Die unzulässige Erweiterung einer Dienstbarkeit iSd § 484 ABGB wurde etwa in der Ausdehnung eines für private oder landwirtschaftliche Zwecke eingeräumten Fahrrechts auf andere (insbesondere gewerbliche) Zwecke erblickt, wobei teilweise nur auf die inhaltliche Änderung der Rechtsausübung abgestellt wurde (vgl etwa SZ 42/10; SZ 56/46; 6 Ob 333/97g; RIS-Justiz RS0011718), teilweise aber auch auf eine Mehrbelastung des dienenden Guts (vgl etwa SZ 25/304; 1 Ob 276/02y; 10 Ob 27/11k; RIS-Justiz RS0011725 [T4, T8, T13]). Bei einer Vergrößerung des herrschenden Guts oder baulichen Änderungen auf diesem wurde ‑ sofern es sich nicht um eine gemessene Servitut handelte (6 Ob 84/05d) ‑ hingegen vorrangig berücksichtigt, ob sich daraus eine nachteilige Beanspruchung des dienenden Guts ergibt (vgl 7 Ob 709/77 = MietSlg 29.055; 9 Ob 1/00p; 7 Ob 12/07a; 5 Ob 23/08f; 6 Ob 39/11w).

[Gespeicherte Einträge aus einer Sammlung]
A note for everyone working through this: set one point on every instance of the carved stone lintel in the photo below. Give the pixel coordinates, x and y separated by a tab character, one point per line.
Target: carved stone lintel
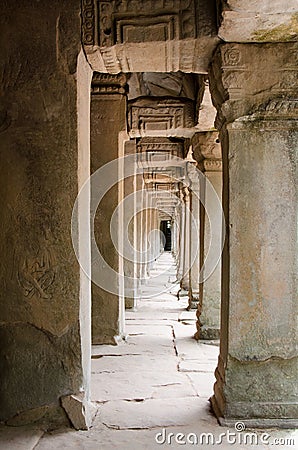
105	83
161	145
212	165
88	22
131	21
242	82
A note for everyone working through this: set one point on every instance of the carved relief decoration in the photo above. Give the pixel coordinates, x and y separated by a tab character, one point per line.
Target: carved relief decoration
36	275
241	80
105	83
121	21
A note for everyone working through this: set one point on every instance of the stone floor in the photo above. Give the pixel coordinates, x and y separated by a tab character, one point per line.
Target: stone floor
152	386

# Aufgabenstellung
a) Entnehmen Sie dem Textauszug wortgetreu den Abschnitt, der mit den Worten „Die unzulässige Erweiterung“ beginnt und mit „6 Ob 39/11w).“ endet.
b) Was wurde laut Textauszug bei einer Vergrößerung des herrschenden Guts vorrangig berücksichtigt, sofern es sich nicht um eine gemessene Servitut handelte?
Die Datensätze stehen in keinem Zusammenhang mit dem Textauszug.

# Antworten je Aufgabe
a)
Die unzulässige Erweiterung einer Dienstbarkeit iSd § 484 ABGB wurde etwa in der Ausdehnung eines für private oder landwirtschaftliche Zwecke eingeräumten Fahrrechts auf andere (insbesondere gewerbliche) Zwecke erblickt, wobei teilweise nur auf die inhaltliche Änderung der Rechtsausübung abgestellt wurde (vgl etwa SZ 42/10; SZ 56/46; 6 Ob 333/97g; RIS-Justiz RS0011718), teilweise aber auch auf eine Mehrbelastung des dienenden Guts (vgl etwa SZ 25/304; 1 Ob 276/02y; 10 Ob 27/11k; RIS-Justiz RS0011725 [T4, T8, T13]). Bei einer Vergrößerung des herrschenden Guts oder baulichen Änderungen auf diesem wurde ‑ sofern es sich nicht um eine gemessene Servitut handelte (6 Ob 84/05d) ‑ hingegen vorrangig berücksichtigt, ob sich daraus eine nachteilige Beanspruchung des dienenden Guts ergibt (vgl 7 Ob 709/77 = MietSlg 29.055; 9 Ob 1/00p; 7 Ob 12/07a; 5 Ob 23/08f; 6 Ob 39/11w).

b) Vorrangig wurde berücksichtigt, ob sich aus der Vergrößerung eine nachteilige Beanspruchung des dienenden Guts ergibt.